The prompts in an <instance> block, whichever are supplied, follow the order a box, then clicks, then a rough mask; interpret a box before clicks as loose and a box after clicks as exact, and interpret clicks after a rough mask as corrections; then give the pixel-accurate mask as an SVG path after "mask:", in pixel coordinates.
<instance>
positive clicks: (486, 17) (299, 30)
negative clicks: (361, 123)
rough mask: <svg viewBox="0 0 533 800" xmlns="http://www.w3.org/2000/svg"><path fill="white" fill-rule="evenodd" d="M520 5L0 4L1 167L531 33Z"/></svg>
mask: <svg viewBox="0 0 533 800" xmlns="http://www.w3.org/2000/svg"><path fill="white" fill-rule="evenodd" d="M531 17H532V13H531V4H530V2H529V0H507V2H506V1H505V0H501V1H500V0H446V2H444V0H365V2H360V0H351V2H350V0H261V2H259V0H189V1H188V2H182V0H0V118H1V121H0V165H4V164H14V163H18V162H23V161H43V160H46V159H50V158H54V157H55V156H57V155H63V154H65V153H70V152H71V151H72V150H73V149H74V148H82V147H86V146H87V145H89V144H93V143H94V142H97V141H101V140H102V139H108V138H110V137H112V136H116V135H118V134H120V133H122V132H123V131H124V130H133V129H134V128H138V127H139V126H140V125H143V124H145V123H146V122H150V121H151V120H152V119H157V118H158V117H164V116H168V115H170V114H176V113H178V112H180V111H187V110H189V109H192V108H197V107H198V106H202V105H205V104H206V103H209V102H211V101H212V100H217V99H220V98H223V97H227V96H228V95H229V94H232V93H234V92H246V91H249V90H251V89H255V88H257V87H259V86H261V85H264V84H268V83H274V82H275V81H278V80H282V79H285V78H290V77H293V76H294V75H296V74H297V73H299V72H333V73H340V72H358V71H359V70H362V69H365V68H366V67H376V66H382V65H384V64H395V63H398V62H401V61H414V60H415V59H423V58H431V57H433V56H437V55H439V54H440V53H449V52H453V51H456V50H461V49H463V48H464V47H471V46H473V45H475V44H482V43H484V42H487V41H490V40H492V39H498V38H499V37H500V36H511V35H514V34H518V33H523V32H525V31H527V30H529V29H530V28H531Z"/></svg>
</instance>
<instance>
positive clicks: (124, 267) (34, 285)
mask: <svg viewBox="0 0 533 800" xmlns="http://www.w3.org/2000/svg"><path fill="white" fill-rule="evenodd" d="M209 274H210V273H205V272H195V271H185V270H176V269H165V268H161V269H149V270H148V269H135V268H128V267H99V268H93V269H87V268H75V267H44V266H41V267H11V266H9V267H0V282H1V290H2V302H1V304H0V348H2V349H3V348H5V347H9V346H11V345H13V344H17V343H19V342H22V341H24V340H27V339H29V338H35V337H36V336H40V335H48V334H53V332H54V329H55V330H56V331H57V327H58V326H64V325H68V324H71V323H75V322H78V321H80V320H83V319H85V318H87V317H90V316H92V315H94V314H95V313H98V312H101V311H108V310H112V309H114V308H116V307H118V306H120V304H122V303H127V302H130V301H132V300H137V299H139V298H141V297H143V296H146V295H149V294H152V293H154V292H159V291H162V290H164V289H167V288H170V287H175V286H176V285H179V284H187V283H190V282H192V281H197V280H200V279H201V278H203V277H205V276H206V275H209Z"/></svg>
▬▬▬▬▬▬▬▬▬▬
TASK TO CARRY OUT:
Rewrite all the records, replacing "positive clicks" with "foreground clicks" wherever it occurs and leaving everything else unchanged.

FINISHED TASK:
The prompts in an <instance> block, whichever are supplied, follow the order a box, then clicks, then a rough mask; interpret a box before clicks as loose and a box after clicks as exact, and interpret clicks after a rough mask as corrections; then give the pixel-accurate mask as an SVG path after "mask:", in pixel coordinates.
<instance>
foreground clicks: (486, 17) (299, 30)
negative clicks: (361, 123)
rough mask: <svg viewBox="0 0 533 800" xmlns="http://www.w3.org/2000/svg"><path fill="white" fill-rule="evenodd" d="M520 5L0 4L1 167L531 33Z"/></svg>
mask: <svg viewBox="0 0 533 800" xmlns="http://www.w3.org/2000/svg"><path fill="white" fill-rule="evenodd" d="M531 17H532V13H531V4H530V2H529V0H507V2H506V1H505V0H501V1H500V0H446V2H444V0H365V2H360V0H351V2H350V0H261V2H259V0H189V1H188V2H182V0H0V118H1V121H0V165H4V164H14V163H18V162H23V161H43V160H46V159H50V158H54V157H55V156H57V155H63V154H65V153H70V152H71V151H72V150H73V149H74V148H82V147H86V146H87V145H89V144H93V143H94V142H97V141H101V140H102V139H108V138H110V137H112V136H116V135H118V134H120V133H122V132H123V131H124V130H133V129H134V128H138V127H139V126H140V125H143V124H145V123H146V122H150V121H151V120H152V119H157V118H158V117H164V116H168V115H170V114H176V113H178V112H180V111H187V110H189V109H192V108H197V107H198V106H202V105H205V104H206V103H209V102H211V101H212V100H217V99H220V98H223V97H227V96H228V95H229V94H232V93H234V92H246V91H249V90H251V89H255V88H257V87H259V86H261V85H264V84H268V83H274V82H275V81H278V80H282V79H285V78H290V77H293V76H294V75H296V74H297V73H299V72H333V73H340V72H358V71H359V70H362V69H365V68H366V67H376V66H382V65H384V64H395V63H398V62H401V61H414V60H415V59H423V58H431V57H433V56H437V55H439V54H440V53H449V52H453V51H456V50H461V49H463V48H464V47H471V46H473V45H475V44H482V43H484V42H487V41H490V40H492V39H498V38H499V37H500V36H511V35H514V34H518V33H523V32H525V31H527V30H529V29H530V28H531Z"/></svg>
</instance>
<instance>
foreground clicks: (124, 267) (34, 285)
mask: <svg viewBox="0 0 533 800" xmlns="http://www.w3.org/2000/svg"><path fill="white" fill-rule="evenodd" d="M209 274H210V273H205V272H195V271H185V270H176V269H165V268H161V269H149V270H148V269H135V268H128V267H99V268H93V269H87V268H75V267H44V266H41V267H11V266H9V267H0V282H1V290H2V302H1V304H0V348H2V349H3V348H5V347H9V346H11V345H13V344H17V343H19V342H22V341H24V340H27V339H29V338H35V337H36V336H40V335H48V334H53V332H54V329H55V330H56V331H57V327H58V326H64V325H68V324H71V323H75V322H78V321H80V320H83V319H85V318H87V317H90V316H92V315H94V314H95V313H98V312H101V311H108V310H112V309H114V308H116V307H118V306H120V304H122V303H127V302H130V301H132V300H137V299H139V298H141V297H143V296H146V295H149V294H152V293H154V292H159V291H162V290H164V289H167V288H170V287H175V286H176V285H179V284H187V283H190V282H192V281H197V280H200V279H201V278H203V277H205V276H206V275H209Z"/></svg>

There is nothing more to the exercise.